What you will do: Going through the data below, copy out each line where the word "asphalt" shows up.

Listed entries:
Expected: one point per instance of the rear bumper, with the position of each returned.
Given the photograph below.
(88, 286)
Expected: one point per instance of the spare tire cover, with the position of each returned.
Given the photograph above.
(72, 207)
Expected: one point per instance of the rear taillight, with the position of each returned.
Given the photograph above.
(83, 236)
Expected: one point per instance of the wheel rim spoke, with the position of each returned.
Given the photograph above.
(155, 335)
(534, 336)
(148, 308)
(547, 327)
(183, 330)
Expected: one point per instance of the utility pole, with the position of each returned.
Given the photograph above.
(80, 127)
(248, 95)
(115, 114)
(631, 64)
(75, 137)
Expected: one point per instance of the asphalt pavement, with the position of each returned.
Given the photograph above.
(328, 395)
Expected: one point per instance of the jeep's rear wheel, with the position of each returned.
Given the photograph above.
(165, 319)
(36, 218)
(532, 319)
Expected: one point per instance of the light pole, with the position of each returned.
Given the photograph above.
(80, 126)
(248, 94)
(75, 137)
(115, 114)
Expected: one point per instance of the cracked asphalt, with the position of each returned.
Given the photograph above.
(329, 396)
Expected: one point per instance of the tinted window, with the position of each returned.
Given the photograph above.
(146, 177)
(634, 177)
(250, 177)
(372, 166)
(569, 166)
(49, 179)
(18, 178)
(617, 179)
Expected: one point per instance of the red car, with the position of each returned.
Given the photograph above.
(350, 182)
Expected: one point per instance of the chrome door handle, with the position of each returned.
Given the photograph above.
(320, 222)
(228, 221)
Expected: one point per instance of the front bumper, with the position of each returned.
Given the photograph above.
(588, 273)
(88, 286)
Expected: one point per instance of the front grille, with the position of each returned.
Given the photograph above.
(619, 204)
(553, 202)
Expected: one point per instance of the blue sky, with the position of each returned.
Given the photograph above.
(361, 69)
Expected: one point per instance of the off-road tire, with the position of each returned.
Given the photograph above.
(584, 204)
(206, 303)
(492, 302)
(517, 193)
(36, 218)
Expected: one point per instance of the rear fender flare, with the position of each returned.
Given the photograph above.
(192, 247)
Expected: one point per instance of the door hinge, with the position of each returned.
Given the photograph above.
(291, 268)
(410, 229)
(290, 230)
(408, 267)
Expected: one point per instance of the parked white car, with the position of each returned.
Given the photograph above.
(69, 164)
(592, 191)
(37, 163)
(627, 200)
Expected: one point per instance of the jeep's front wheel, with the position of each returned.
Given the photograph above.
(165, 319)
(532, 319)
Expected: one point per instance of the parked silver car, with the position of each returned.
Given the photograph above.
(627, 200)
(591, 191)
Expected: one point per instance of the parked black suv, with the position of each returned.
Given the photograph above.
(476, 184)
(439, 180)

Expected answer:
Expected: one point per instance of the asphalt pavement, with the position of each returned.
Expected: one point per instance of the cracked asphalt, with the position of each returned.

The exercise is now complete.